----- EXCERPT

Building Vector Search in Chorus: A Technical Deep Dive

March 22, 2023 Atita Arora
Category: Ecommerce

In my last blog we established how vectors function internally and how they could be a game-changer in the world of e-commerce. We hope the first blog helped set the tone for a more focussed discussion of the technical details of our implementation of vector search in Chorus, our open source reference implementation of e-commerce search.

So how does vector search in Chorus really work?

Chorus is a Dockerized reference platform for an e-commerce application. It includes:

a search engine based on Apache Solr or Elasticsearch (OpenSearch support will come soon)
Querqy+SMUI – to take care of query rewriting for search management
Quepid for query rating using human judgements, to help with relevance tuning

Going back to the 4 steps required to implement vector search:

1. Gathering your product dataset

We already have an Icecat dataset of products in the Chorus repository. It consists of data describing roughly 19,000 products, formatted as JSON.

2. Set up the process to transform your product information into embedding vectors

We added 2 new fields into our Solr 9.1 schema to store text vector and image vector data:

<field name="product_vector" type="knn_vector" indexed="true" stored="true"/>
<field name="product_image_vector" type="knn_vector" indexed="true" stored="true"/>

<fieldType name="knn_vector_768" class="solr.DenseVectorField" vectorDimension="768" similarityFunction="cosine" knnAlgorithm="hnsw"/>
<fieldType name="knn_vector_384" class="solr.DenseVectorField" vectorDimension="384" similarityFunction="cosine" knnAlgorithm="hnsw"/>

The CLIP model from OpenAI renders a 768 dimensional encoding while MiniLM renders a 384 dimensional encoding. This is why we used two different vector field types as we used two different transformer models to generate the embeddings, segregated by the dimension support needed by these two different models.

The embedding values are generated using an offline subroutine to transform the product title and brand to vectors for the text vector field and the product image to vectors for the image vector field.The script create_dataset.py available in the Chorus repository can be modified and used for this purpose.

----------

COMPLETE THE FOLLOWING:
**1.** According to the vector search article, roughly how many products does the Icecat dataset in the Chorus repository describe?
**2.** Reproduce the passage of the vector search article from "So how does" up to and including "will come soon)".
Rely on nothing but the vector search article.

----- EXTRACTED ENTRIES

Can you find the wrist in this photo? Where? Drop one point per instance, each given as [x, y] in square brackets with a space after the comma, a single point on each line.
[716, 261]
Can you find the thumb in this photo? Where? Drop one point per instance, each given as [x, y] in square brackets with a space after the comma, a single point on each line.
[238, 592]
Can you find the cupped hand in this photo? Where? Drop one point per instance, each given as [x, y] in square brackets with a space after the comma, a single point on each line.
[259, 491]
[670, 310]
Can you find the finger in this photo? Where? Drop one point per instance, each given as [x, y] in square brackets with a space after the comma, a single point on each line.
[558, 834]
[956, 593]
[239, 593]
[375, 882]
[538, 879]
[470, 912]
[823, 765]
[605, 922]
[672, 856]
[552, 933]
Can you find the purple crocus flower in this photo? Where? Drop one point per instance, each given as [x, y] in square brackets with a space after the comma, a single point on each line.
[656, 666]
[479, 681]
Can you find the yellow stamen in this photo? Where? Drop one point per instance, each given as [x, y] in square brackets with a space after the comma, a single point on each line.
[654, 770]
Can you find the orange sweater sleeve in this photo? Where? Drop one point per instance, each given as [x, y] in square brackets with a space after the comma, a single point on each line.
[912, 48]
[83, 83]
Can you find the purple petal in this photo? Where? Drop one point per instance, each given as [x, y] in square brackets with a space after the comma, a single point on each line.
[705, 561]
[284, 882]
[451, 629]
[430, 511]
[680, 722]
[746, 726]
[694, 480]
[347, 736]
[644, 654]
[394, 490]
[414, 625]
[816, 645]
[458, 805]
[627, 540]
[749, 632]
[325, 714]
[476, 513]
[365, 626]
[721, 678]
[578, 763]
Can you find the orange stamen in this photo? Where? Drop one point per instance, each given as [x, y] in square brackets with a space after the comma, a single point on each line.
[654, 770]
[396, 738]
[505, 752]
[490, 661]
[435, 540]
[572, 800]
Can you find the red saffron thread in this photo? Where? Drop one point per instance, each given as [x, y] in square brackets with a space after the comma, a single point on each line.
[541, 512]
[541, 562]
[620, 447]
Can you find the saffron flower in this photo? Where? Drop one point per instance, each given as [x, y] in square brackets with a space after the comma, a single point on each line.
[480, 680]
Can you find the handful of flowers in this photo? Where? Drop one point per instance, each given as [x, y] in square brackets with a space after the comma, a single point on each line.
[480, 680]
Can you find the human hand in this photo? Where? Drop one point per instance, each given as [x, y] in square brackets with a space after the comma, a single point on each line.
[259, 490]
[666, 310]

----------

RESPONSES BY ITEM NUMBER:
**1.** Roughly 19,000 products.

**2.**
So how does vector search in Chorus really work?

Chorus is a Dockerized reference platform for an e-commerce application. It includes:

a search engine based on Apache Solr or Elasticsearch (OpenSearch support will come soon)